→ **PASSAGE FOR REVIEW**:
Narrative verdict for teen who died after scaling pylon

Pylon outside Weston General Hospital
Image caption David Hoskins suffered 60% burns after he climbed an electricity pylon in Weston-super-Mare

The mother of a man who died after climbing an electricity pylon in Weston has criticised a health trust for a "lack of adequate [security] measures".

David Hoskins, 19, suffered 60% burns from the 33,000-volt structure, after escaping from a psychiatric unit in October 2009.

The jury at Avon Coroner's Court returned a narrative verdict.

The Trust has since taken steps to improve security and said it was not criticised by the jury over the matter.

Witnesses at the time reported a "blue thunderbolt" and a buzzing noise.

Mr Hoskins had been sectioned under the Mental Health Act in September 2009.

The teenager was a patient at the Avon and Wiltshire Mental Health Partnership NHS Trust-run Long Fox Unit near Weston General Hospital.

'Amazing person'

"This has been a very traumatic time for my family and nothing we say or do can bring David back to us," Mrs Hoskins added.

"David was an amazing person to know and we will always be grateful for the colour that he brought to our lives.

"We are concerned about the lack of adequate measures in place to protect David while he was an inpatient at the Long Fox Unit and we feel our anxieties as a family for David's health were not taken seriously.

"In this case our gut instinct that something was wrong unfortunately turned out to be very right."

Mr Hoskins, who lived in Yatton, had a history of mental illness and had been diagnosed with bi-polar disorder when he was 17.

The jury at the court in in Flax Bourton, North Somerset, heard how he managed to escape the Long Fox Unit by climbing over a 3ft (82cm) high fence in the centre's gardens on the day of the incident.

He than ran to the field opposite Weston General Hospital and climbed 65ft (20 meters) up the tower.

He died six weeks later at Frenchay Hospital in Bristol from his injuries.

Security measures

The day before the incident Mrs Hoskins had contacted the ward where her son was staying, after becoming concerned for his welfare.

Staff told the inquest they did not feel there had been any change in Mr Hoskins' behaviour prior to his escape and that they had acted appropriately on the day of the incident.

Since his death a 9.8ft (3m) high anti-climb fence had been erected around the garden and increased security measures have been installed on the ward, the inquest was told.

"Our thoughts and condolences are with the family and friends of Mr Hoskins at this time," said a statement from the Avon and Wiltshire Mental Health Partnership NHS Trust.

"As the court has heard, the jury made no criticism of the trust, its staff or level of care."

→ **ACTIVITY**:
Answer these questions from the article on the pylon inquest:
(a) How old was David Hoskins when he suffered his burns?
(b) At which hospital did he die, and how long after the incident?
(c) At what age had he been diagnosed with bi-polar disorder?

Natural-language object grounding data

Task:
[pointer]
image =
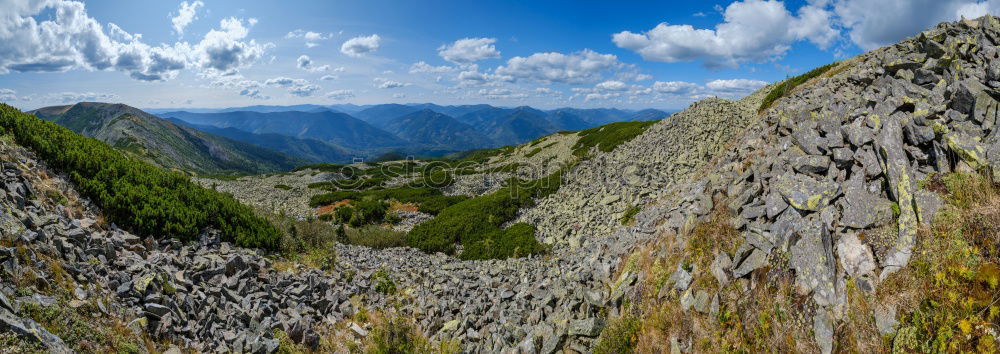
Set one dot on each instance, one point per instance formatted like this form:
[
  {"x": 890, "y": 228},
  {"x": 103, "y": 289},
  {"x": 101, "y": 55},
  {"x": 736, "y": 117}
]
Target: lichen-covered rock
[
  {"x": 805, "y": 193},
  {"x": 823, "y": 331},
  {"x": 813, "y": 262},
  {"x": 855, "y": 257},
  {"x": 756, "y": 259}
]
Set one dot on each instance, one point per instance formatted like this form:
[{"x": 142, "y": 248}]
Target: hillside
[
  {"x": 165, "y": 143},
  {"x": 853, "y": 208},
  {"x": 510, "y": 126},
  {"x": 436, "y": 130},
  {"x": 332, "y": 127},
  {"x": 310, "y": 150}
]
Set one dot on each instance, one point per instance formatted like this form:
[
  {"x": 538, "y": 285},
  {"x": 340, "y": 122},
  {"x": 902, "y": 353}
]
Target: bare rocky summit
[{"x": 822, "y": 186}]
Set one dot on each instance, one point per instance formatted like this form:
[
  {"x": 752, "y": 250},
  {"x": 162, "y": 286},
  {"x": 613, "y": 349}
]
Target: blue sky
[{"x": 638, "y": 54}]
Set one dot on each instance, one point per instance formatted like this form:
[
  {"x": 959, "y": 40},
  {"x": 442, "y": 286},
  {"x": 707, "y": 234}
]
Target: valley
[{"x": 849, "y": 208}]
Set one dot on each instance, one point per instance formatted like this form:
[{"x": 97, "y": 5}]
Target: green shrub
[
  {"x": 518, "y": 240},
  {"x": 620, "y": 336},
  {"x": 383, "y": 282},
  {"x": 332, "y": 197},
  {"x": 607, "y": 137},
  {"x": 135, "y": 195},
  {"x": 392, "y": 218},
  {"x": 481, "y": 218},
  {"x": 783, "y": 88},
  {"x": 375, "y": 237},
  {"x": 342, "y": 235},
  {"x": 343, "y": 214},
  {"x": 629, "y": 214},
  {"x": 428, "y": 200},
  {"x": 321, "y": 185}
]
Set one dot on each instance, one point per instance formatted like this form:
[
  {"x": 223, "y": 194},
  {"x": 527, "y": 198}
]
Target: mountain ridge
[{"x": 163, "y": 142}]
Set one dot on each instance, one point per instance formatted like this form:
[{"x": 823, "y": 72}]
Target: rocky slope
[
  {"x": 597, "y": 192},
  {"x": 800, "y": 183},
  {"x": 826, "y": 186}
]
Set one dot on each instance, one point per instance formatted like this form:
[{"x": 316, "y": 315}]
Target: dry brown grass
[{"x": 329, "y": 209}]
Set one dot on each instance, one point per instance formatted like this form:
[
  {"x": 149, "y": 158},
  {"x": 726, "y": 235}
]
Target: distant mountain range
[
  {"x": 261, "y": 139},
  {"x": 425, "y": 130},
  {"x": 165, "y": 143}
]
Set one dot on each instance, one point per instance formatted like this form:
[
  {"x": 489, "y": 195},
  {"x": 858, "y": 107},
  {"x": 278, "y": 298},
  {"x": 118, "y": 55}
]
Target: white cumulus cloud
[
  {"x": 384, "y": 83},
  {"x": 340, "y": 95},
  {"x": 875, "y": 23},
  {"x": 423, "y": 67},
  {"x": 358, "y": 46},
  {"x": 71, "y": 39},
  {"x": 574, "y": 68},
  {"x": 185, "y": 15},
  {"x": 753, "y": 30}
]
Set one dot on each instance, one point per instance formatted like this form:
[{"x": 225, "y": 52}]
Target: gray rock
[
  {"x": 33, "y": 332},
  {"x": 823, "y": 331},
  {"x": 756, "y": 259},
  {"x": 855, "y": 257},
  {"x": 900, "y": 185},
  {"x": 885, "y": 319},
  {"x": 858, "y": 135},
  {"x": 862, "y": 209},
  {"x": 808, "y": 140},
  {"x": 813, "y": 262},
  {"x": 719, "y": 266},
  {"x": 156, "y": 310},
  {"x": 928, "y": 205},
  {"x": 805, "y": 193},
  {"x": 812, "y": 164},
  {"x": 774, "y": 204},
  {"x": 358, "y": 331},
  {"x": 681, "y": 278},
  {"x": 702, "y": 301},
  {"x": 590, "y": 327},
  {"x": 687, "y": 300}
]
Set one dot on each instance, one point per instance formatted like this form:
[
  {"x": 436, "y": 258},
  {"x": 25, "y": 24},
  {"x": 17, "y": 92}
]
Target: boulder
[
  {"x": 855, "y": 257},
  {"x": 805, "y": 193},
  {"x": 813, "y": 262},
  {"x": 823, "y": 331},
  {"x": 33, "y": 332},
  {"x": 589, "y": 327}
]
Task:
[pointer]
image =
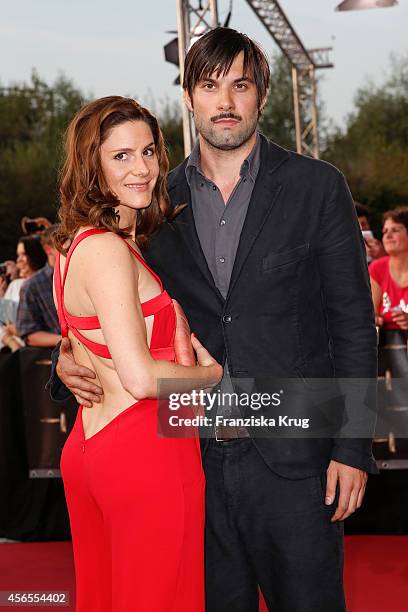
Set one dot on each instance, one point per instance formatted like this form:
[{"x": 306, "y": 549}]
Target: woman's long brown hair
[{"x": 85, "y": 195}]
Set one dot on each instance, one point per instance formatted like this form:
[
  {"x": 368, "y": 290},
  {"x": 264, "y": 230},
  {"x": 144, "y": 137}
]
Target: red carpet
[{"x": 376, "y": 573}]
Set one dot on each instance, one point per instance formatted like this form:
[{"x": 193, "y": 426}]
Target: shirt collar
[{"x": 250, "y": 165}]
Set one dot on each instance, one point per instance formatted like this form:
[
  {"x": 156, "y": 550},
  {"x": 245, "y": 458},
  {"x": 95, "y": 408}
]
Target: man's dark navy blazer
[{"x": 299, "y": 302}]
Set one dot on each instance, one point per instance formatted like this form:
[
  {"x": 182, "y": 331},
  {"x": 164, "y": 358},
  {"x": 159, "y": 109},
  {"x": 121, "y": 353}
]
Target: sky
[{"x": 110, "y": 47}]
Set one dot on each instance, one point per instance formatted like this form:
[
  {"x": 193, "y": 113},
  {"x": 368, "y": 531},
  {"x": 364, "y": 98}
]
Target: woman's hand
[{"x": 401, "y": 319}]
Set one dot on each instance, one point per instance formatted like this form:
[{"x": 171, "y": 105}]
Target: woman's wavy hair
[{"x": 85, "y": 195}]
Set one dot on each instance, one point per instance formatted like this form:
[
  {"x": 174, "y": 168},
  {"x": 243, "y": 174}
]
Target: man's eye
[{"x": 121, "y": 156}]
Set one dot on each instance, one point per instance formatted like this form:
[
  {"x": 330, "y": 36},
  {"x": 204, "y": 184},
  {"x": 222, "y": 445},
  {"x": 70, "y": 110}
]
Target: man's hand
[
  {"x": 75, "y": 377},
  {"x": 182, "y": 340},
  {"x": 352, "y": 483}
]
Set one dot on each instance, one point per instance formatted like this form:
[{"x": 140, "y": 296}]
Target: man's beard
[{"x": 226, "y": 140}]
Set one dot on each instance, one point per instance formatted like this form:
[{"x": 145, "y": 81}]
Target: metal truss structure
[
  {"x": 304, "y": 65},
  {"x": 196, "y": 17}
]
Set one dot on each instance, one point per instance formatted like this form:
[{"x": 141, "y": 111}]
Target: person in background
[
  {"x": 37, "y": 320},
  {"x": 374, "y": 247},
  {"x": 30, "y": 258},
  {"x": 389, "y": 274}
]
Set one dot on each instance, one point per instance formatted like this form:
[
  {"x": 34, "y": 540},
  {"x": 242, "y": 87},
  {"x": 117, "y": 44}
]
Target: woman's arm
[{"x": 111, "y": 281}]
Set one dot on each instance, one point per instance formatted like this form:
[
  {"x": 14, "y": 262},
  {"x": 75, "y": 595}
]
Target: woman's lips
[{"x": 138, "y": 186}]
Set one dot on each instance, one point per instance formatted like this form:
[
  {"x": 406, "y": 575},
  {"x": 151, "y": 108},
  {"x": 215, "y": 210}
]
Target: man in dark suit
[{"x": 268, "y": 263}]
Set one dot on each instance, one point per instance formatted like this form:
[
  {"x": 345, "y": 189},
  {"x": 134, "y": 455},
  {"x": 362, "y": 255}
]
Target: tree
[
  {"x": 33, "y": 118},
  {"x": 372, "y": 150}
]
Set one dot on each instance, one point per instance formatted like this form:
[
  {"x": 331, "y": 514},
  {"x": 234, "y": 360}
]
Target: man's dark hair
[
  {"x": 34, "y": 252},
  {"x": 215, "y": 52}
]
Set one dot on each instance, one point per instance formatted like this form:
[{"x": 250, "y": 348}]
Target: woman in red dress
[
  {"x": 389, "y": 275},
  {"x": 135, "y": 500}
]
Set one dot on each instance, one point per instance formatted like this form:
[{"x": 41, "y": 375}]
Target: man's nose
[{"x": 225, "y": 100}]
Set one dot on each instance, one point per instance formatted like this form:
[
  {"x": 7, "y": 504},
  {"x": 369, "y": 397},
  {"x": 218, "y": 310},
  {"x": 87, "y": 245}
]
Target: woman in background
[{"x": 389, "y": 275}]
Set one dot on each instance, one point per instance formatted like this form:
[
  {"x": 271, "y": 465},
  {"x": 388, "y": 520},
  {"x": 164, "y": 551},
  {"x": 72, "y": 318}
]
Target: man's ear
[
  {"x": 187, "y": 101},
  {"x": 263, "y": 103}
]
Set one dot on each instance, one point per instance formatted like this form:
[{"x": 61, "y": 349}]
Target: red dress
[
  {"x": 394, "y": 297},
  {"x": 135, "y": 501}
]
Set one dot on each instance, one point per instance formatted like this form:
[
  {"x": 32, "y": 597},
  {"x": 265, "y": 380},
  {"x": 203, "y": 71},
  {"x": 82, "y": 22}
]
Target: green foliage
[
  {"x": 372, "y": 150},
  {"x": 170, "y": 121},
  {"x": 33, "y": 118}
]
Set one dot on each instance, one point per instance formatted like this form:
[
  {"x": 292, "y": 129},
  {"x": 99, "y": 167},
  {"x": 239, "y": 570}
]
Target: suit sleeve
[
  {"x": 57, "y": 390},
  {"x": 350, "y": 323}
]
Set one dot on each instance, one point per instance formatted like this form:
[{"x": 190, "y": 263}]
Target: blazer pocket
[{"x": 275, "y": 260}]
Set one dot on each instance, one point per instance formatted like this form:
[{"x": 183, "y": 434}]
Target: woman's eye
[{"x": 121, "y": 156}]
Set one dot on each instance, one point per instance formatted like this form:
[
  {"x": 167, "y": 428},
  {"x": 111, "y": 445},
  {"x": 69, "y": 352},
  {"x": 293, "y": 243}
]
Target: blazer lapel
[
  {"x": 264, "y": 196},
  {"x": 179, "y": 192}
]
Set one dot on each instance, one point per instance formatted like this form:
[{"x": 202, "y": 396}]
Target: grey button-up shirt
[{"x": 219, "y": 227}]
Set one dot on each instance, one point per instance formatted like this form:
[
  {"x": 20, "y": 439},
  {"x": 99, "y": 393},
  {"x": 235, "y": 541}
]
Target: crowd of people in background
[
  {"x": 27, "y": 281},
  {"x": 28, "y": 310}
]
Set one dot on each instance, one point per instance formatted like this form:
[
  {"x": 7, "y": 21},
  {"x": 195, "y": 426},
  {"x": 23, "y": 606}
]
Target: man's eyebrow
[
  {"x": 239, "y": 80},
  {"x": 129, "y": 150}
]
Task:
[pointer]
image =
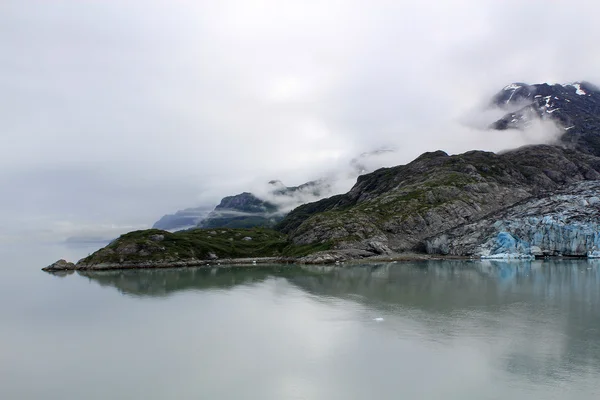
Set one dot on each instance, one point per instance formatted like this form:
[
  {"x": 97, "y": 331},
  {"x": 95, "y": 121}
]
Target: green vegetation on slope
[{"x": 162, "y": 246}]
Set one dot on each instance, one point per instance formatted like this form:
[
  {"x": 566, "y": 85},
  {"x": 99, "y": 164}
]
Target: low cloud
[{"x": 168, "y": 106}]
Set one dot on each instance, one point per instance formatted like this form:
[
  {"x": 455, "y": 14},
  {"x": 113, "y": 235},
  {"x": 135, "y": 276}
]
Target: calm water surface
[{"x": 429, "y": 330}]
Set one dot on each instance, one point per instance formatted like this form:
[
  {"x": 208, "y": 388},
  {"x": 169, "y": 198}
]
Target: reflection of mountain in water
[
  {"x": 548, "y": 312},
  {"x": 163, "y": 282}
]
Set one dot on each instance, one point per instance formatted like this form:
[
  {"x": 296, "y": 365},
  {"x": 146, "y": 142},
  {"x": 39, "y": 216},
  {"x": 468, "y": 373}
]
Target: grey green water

→ **OUTPUT FOR THIS EXERCISE**:
(a) 19
(b) Frenchay Hospital in Bristol, six weeks later
(c) 17